Study text Start Marker

Our all night parties in the roof garden had caused tensions to go to boiling point with the hotels management and it happened just as I got word of an abandoned mansion over in Potts Point.  I found out that the palatial building was called ‘Tusculum House’ and it was the home of ‘Monsignor Fulton’ the first Archbishop of Sydney. In more recent times it had been a Catholic care center for the drunks and street kids of Kings Cross, but the clergy got booted out by some Lebanese gangsters during the ‘Bottom of the Harbor Scandal’. Within a week of occupying the squat I had all thirty rooms filled with street people, artists and buskers and there were two fully functioning kitchens upstairs and down. The main ballroom became a martial arts training centre and the gangsters didn’t try a second time to throw us all out.

Some of the crew.

https://steventripp.blogspot.com/2018/12/hangin-on-cross.html

The 'House of Peace'squat eventually folded when the National Trust moved in to restore it, so I jumped on a plane to catch up with some friends who were staying at the Digger street Art Community in Cairns.  I camped under a mosquito infested veranda to avoid getting busted by the hard nosed local rangers or run the risk of ending up as crocodile food.  

The Digger Street Art Community.

On my return to New South Wales I became involved with a girl from the mountains called Robyn who felt like she needed a ‘Sea Change’ and persuaded me to share the rent on this house in Shoal Bay, which had been my coastal escape from Sydney for the past few years. Our arrangement lasted a few short months during the summer then she decided that she really wanted to be back in the freezing cold mountains. I was sad to see her go but none the less I happily squatted in the building for another year before the local coppers politely informed me that the owner wanted to do some renovations.

Tomaree Road in Shoal bay.

Study text End Marker

__Work instruction__:
Resume the squatting memoir, picking up after its last sentence. The lines that follow were drawn from a different source.

Record excerpts Start Marker

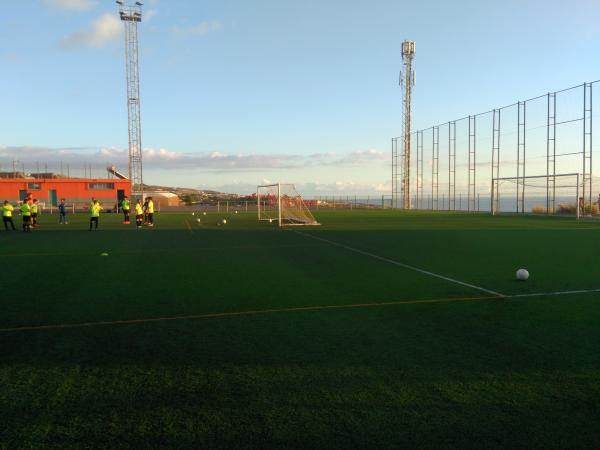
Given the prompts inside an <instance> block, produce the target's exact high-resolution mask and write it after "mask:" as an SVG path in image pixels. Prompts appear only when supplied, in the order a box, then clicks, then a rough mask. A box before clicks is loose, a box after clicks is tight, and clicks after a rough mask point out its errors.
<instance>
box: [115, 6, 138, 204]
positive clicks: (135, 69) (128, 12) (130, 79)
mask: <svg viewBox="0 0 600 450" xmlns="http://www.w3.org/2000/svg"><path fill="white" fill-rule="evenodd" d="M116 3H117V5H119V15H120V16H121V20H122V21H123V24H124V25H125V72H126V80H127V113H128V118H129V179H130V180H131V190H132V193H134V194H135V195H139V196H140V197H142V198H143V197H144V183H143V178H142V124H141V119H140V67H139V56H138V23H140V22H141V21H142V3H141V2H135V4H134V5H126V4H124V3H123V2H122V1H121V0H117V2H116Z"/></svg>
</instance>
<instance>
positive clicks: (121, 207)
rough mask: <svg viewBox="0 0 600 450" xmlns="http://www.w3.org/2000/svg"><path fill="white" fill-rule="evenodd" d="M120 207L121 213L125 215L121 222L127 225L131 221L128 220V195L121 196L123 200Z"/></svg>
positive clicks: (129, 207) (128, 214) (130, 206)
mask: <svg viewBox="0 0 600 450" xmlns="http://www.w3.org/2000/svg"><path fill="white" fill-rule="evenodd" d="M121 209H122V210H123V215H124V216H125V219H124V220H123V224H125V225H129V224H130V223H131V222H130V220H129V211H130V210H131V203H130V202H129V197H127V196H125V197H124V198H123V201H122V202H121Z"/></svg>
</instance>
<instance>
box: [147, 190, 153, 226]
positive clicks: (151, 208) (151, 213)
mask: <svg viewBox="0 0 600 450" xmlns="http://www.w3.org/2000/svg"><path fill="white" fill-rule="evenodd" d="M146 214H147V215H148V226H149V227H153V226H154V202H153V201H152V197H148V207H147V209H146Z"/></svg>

Record excerpts End Marker
Record excerpts Start Marker

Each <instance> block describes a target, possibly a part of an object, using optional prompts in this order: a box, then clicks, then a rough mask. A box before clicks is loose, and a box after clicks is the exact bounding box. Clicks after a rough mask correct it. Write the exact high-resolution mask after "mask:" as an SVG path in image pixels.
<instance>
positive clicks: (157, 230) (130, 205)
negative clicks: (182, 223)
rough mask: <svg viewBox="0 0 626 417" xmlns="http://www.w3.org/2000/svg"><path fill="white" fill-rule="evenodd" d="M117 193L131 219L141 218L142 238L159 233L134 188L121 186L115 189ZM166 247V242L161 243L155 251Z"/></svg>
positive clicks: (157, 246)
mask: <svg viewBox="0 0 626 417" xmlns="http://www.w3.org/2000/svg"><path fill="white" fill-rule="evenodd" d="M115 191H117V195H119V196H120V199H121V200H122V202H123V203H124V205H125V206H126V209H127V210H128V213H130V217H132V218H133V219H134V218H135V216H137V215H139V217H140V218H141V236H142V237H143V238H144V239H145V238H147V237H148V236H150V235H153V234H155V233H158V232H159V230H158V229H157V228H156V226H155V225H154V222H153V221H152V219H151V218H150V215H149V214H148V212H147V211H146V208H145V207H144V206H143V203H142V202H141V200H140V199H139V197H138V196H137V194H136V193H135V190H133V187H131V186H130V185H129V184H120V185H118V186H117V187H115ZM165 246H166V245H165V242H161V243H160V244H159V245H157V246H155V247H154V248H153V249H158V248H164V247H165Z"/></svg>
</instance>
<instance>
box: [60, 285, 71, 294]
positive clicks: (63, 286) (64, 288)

Record excerpts End Marker

__Answer to the problem__:
The property next door was owed by ‘Old Sid’ who was a retired commercial fisherman in his eighties. He let me rent a disused storage shed and a concreted courtyard for twenty bucks a week as long as I cooked his evening meals and helped out with the upkeep of his holiday units. ‘No worries old timer’. I lived with Sid for five years and in that time I converted the shed into a ply lined recording studio and the courtyard became a horticultural showcase. My dog Tootsy had a number of litters which were given away to the local kids and I kept the best looking male of them all and named him Husky.

https://steventripp.blogspot.com/2018/12/being-here-now.html


With Tootsie and one of the litters.


Husky as a pup the fist time I took him fishing.

My courtyard garden.

Party animal backpackers from up in the units.


When old Sid passed away the property was taken over by his executors and I had to find a new home. A long time friend of mine owned a car wrecking yard at Salamander Bay so I set up my camp in an old Bedford truck that had a dirty great python living in the rusted out cabin area.

https://steventripp.blogspot.com/2018/12/the-red-light-area-of-hollywood.html


The front gates of Hollywood.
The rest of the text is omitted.